*Given records:*
+ + +

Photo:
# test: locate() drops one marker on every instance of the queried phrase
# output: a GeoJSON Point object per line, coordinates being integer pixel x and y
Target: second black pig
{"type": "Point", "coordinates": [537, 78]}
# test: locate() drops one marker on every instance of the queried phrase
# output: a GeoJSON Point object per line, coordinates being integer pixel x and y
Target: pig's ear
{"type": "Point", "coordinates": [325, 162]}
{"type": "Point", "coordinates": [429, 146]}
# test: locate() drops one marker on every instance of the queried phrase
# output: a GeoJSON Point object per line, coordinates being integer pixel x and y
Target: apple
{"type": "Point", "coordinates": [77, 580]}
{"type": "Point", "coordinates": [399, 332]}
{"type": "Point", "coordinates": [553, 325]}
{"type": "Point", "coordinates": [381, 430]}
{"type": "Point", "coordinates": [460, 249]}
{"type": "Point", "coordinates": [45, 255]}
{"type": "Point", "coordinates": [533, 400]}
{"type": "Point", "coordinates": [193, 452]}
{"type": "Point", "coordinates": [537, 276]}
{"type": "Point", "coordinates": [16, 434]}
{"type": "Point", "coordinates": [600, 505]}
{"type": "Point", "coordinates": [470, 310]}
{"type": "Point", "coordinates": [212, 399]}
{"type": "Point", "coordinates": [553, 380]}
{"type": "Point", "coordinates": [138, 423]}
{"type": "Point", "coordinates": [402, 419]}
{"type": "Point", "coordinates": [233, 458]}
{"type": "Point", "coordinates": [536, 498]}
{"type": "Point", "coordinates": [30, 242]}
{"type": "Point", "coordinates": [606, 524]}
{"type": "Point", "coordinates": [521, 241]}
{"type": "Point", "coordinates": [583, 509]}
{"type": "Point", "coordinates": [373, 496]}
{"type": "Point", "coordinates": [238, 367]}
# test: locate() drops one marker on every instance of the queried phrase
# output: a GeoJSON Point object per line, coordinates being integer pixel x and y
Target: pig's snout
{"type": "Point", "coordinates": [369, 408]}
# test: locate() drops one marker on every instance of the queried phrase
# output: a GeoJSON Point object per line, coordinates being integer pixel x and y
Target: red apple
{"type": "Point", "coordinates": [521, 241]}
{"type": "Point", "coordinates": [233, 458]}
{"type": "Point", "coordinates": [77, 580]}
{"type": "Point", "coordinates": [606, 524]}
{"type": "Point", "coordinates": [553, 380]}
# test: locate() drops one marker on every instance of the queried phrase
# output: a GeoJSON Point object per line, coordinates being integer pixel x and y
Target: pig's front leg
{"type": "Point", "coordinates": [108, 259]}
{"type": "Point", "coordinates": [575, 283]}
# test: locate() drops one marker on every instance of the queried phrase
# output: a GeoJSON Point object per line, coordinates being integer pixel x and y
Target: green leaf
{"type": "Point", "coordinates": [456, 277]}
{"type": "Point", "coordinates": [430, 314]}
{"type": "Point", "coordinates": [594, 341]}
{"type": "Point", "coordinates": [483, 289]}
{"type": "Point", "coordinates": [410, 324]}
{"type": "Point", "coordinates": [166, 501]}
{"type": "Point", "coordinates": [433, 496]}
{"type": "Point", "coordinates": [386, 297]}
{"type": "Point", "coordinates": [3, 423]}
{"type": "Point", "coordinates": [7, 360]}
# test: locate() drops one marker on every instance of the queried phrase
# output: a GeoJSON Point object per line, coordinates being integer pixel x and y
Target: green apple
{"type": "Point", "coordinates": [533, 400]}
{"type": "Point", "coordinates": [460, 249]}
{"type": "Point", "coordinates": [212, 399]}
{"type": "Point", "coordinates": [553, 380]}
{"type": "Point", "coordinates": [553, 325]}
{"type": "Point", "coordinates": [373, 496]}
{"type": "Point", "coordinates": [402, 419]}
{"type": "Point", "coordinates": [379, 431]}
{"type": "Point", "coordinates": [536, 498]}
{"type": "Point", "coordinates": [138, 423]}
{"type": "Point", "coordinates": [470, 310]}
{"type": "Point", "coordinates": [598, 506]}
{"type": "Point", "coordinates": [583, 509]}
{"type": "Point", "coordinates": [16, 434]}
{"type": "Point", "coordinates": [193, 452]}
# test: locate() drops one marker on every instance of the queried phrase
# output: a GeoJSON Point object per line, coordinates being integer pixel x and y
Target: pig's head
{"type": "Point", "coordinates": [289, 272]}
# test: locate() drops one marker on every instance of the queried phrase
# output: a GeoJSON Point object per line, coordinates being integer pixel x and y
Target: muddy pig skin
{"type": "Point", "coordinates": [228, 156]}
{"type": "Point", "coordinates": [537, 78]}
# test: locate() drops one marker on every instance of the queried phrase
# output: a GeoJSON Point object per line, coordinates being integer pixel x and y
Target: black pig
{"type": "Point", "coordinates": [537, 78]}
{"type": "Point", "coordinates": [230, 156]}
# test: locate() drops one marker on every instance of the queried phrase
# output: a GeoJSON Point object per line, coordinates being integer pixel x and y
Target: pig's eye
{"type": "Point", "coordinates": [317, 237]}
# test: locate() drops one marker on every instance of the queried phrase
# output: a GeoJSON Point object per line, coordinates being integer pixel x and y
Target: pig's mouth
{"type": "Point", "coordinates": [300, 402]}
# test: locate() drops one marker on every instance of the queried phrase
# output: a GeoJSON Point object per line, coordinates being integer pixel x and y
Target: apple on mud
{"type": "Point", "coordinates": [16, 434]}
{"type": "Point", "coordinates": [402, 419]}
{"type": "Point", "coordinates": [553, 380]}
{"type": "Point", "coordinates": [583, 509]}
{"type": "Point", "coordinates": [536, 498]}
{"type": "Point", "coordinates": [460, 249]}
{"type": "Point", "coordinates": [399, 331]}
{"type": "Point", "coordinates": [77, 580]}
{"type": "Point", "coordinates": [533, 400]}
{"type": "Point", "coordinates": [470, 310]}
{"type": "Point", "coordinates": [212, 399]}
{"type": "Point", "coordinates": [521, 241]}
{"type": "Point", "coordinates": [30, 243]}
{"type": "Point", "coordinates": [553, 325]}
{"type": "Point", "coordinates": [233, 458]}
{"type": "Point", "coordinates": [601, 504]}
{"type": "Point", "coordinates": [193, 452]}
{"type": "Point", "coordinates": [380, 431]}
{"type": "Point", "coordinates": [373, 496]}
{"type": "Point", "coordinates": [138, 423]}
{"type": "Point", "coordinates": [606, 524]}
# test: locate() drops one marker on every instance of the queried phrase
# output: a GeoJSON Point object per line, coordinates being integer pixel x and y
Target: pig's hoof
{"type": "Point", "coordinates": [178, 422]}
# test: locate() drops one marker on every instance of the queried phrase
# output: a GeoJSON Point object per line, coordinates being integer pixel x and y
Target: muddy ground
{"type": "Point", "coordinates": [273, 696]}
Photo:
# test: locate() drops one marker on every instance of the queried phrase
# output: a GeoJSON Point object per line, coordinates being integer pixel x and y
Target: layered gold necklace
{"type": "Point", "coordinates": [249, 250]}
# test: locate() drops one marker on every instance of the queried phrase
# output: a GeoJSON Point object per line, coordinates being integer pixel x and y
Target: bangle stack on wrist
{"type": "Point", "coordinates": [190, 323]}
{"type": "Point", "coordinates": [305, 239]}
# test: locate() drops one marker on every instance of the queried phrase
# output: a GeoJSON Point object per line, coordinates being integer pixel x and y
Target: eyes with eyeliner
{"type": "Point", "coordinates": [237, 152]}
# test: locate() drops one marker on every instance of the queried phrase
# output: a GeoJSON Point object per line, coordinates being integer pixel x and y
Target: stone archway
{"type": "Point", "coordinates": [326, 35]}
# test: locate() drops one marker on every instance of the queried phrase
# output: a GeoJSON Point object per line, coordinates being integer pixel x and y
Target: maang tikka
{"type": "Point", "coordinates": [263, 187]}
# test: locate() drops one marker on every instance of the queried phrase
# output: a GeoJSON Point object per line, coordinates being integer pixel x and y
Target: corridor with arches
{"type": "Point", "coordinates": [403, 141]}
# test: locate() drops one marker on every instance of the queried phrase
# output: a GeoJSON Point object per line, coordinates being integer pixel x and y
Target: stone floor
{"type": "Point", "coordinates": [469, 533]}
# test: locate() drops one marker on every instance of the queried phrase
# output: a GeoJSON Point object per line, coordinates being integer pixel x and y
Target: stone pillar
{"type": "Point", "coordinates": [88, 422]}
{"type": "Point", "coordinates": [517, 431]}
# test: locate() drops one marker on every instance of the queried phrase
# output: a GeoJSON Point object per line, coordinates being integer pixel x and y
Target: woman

+ + +

*What this task involves:* Copy out every line of the items that contains the word "green". Case counts, so only lines with that exact capitalization qualify.

*Problem solution:*
Target: green leaf
Target: green apple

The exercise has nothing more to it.